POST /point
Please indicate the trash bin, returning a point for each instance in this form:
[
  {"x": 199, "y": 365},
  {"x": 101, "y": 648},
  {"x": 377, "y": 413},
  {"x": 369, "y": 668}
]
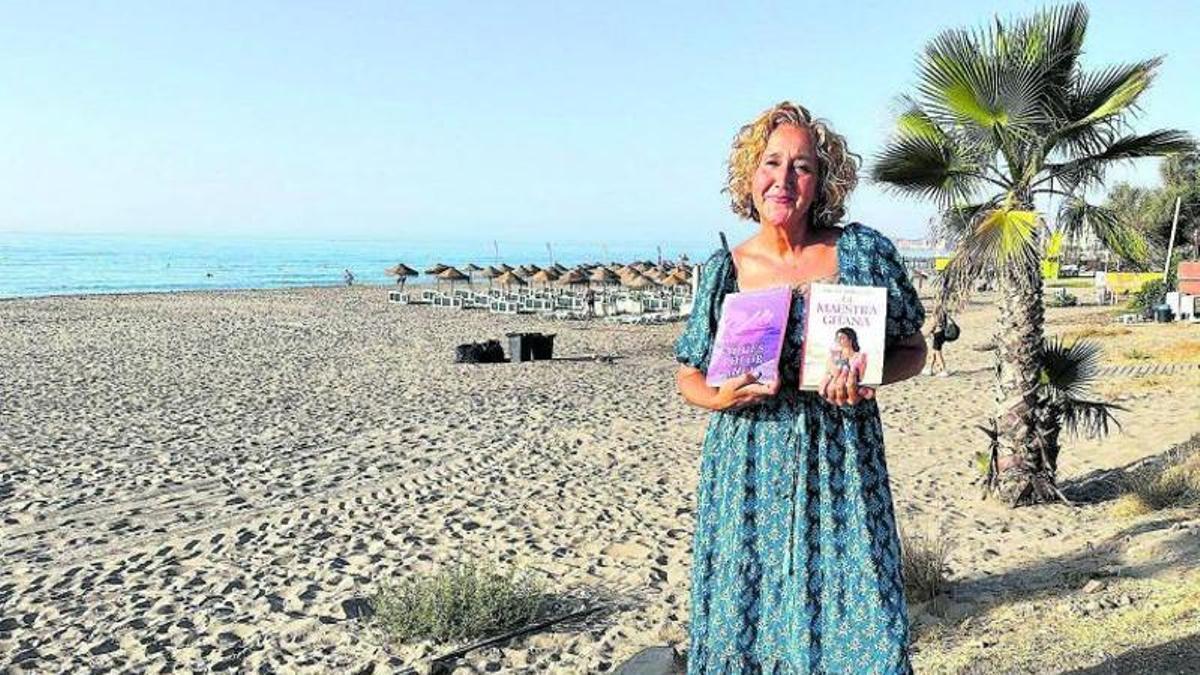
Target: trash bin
[
  {"x": 543, "y": 347},
  {"x": 520, "y": 346}
]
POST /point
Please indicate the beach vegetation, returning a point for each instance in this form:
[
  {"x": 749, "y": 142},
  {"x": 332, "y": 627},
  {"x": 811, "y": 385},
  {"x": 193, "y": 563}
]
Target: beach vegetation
[
  {"x": 1097, "y": 332},
  {"x": 1005, "y": 121},
  {"x": 1170, "y": 484},
  {"x": 1151, "y": 210},
  {"x": 923, "y": 562},
  {"x": 1149, "y": 296},
  {"x": 462, "y": 602}
]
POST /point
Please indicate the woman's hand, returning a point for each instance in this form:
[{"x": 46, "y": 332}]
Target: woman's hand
[
  {"x": 743, "y": 390},
  {"x": 846, "y": 392},
  {"x": 735, "y": 393}
]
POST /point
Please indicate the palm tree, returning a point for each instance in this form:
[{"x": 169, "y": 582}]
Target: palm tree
[{"x": 1005, "y": 118}]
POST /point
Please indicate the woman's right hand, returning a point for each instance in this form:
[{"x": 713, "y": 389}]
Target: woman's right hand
[{"x": 742, "y": 392}]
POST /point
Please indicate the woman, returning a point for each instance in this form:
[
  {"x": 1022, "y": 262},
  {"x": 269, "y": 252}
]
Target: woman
[
  {"x": 937, "y": 333},
  {"x": 796, "y": 557},
  {"x": 846, "y": 364}
]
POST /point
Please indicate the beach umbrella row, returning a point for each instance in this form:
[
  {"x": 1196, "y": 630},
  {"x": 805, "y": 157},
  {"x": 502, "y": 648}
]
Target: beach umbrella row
[{"x": 634, "y": 275}]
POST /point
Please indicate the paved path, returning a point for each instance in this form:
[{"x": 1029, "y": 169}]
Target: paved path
[{"x": 1139, "y": 370}]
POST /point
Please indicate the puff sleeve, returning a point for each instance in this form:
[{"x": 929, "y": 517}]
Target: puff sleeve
[{"x": 694, "y": 346}]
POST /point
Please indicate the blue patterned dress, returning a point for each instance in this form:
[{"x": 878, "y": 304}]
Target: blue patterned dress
[{"x": 796, "y": 561}]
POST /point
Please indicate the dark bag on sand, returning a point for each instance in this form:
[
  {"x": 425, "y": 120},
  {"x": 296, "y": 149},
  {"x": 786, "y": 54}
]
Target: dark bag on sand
[
  {"x": 479, "y": 352},
  {"x": 952, "y": 330}
]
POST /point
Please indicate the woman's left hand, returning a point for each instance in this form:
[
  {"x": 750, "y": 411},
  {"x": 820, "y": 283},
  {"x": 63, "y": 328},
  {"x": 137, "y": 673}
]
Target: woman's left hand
[{"x": 845, "y": 393}]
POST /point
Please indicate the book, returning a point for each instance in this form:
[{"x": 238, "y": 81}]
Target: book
[
  {"x": 844, "y": 335},
  {"x": 750, "y": 335}
]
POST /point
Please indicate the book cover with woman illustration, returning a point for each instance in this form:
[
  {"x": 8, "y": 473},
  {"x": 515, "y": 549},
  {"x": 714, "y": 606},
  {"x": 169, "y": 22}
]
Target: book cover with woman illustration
[{"x": 844, "y": 336}]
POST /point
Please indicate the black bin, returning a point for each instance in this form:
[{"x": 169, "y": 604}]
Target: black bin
[
  {"x": 520, "y": 346},
  {"x": 543, "y": 346}
]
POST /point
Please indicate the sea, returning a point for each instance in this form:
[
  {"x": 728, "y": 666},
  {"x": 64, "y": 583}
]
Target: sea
[
  {"x": 70, "y": 264},
  {"x": 73, "y": 264}
]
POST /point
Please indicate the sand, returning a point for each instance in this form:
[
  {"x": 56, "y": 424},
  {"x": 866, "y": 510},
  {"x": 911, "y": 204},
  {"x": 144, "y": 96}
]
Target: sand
[{"x": 215, "y": 481}]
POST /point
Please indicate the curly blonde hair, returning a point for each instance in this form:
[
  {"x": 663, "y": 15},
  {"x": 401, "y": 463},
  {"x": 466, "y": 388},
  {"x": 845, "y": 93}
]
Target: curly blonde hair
[{"x": 838, "y": 166}]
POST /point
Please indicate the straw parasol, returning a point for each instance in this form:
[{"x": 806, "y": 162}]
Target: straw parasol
[
  {"x": 573, "y": 278},
  {"x": 490, "y": 273},
  {"x": 676, "y": 279},
  {"x": 401, "y": 272},
  {"x": 545, "y": 276},
  {"x": 639, "y": 281},
  {"x": 510, "y": 279},
  {"x": 472, "y": 268},
  {"x": 604, "y": 275},
  {"x": 451, "y": 275}
]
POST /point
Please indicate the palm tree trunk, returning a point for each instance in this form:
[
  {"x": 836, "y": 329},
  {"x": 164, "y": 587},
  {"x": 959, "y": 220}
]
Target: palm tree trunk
[{"x": 1026, "y": 437}]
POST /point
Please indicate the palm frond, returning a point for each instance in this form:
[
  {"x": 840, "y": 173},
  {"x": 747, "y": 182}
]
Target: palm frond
[
  {"x": 927, "y": 167},
  {"x": 1153, "y": 144},
  {"x": 966, "y": 84},
  {"x": 996, "y": 238},
  {"x": 959, "y": 221},
  {"x": 1110, "y": 91},
  {"x": 1069, "y": 369},
  {"x": 1089, "y": 418},
  {"x": 1062, "y": 29}
]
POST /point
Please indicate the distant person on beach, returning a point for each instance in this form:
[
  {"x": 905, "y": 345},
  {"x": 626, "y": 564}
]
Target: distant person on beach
[
  {"x": 796, "y": 561},
  {"x": 937, "y": 336},
  {"x": 589, "y": 297}
]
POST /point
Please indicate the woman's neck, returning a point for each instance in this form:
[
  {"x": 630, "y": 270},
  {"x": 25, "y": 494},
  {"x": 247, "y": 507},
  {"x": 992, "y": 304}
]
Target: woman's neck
[{"x": 787, "y": 239}]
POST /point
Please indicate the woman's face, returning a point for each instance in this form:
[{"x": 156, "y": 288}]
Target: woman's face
[{"x": 786, "y": 179}]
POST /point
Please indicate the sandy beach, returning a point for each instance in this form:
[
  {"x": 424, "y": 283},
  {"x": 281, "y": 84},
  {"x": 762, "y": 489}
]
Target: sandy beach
[{"x": 215, "y": 482}]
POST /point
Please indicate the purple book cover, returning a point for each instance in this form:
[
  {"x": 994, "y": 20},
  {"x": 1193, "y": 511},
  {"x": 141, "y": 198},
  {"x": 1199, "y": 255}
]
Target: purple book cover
[{"x": 750, "y": 335}]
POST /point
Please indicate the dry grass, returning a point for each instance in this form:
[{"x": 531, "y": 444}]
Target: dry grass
[
  {"x": 1170, "y": 485},
  {"x": 461, "y": 603},
  {"x": 1050, "y": 634},
  {"x": 1181, "y": 352},
  {"x": 1096, "y": 332},
  {"x": 923, "y": 559}
]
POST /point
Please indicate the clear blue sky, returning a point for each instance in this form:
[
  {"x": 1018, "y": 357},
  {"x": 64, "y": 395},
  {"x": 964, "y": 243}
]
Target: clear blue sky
[{"x": 467, "y": 120}]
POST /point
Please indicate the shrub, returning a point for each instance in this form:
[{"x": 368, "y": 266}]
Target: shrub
[
  {"x": 923, "y": 559},
  {"x": 461, "y": 603},
  {"x": 1149, "y": 296},
  {"x": 1169, "y": 485}
]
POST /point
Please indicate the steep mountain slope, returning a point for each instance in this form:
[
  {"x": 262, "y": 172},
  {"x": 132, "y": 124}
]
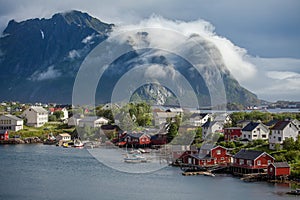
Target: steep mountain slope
[{"x": 39, "y": 60}]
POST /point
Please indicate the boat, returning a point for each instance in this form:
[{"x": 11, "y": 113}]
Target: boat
[
  {"x": 294, "y": 192},
  {"x": 135, "y": 158},
  {"x": 78, "y": 143}
]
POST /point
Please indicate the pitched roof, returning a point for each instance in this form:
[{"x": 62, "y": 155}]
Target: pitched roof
[
  {"x": 13, "y": 117},
  {"x": 3, "y": 131},
  {"x": 38, "y": 109},
  {"x": 65, "y": 135},
  {"x": 280, "y": 125},
  {"x": 280, "y": 165},
  {"x": 200, "y": 115},
  {"x": 272, "y": 122},
  {"x": 250, "y": 126},
  {"x": 248, "y": 154}
]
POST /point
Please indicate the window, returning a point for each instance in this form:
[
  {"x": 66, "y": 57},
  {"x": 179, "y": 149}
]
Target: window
[
  {"x": 249, "y": 162},
  {"x": 241, "y": 161},
  {"x": 269, "y": 161},
  {"x": 258, "y": 162}
]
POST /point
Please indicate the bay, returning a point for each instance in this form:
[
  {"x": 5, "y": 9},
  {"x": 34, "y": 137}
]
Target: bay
[{"x": 49, "y": 172}]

» **Your goal**: Retype, word for word, the line containing "Target: clear blue sky" and each line after it through the end of the data, leaving any picture out.

» **Response area**:
Target: clear blue sky
[{"x": 467, "y": 120}]
POST /point
Please indicate the shrub, returning a point for each instance in this form:
[{"x": 368, "y": 266}]
Target: shrub
[
  {"x": 923, "y": 559},
  {"x": 461, "y": 603},
  {"x": 1149, "y": 296},
  {"x": 1169, "y": 485}
]
POST /point
Please indicate the steep mountain slope, returning a point for each instance in this form:
[
  {"x": 262, "y": 172},
  {"x": 132, "y": 124}
]
Target: steep mountain slope
[{"x": 39, "y": 60}]
POST /point
Please indicate the boat, returning a point for each instance in this form:
[{"x": 11, "y": 113}]
Target: boat
[
  {"x": 294, "y": 192},
  {"x": 135, "y": 158},
  {"x": 78, "y": 143}
]
POST /point
Please indicate the pitched roof, returning a point for each instance in this form:
[{"x": 62, "y": 155}]
Target: pitched roof
[
  {"x": 13, "y": 117},
  {"x": 3, "y": 131},
  {"x": 38, "y": 109},
  {"x": 65, "y": 135},
  {"x": 280, "y": 125},
  {"x": 280, "y": 165},
  {"x": 200, "y": 115},
  {"x": 272, "y": 122},
  {"x": 250, "y": 126},
  {"x": 248, "y": 154}
]
POST /point
Please indicate the window, returning a point for each instance in this form:
[
  {"x": 66, "y": 57},
  {"x": 179, "y": 149}
]
Target: window
[
  {"x": 249, "y": 162},
  {"x": 241, "y": 161},
  {"x": 269, "y": 161},
  {"x": 258, "y": 162}
]
POST /point
Please indicate the bay, returning a point for each instance in this form:
[
  {"x": 5, "y": 9},
  {"x": 34, "y": 137}
]
Target: bay
[{"x": 49, "y": 172}]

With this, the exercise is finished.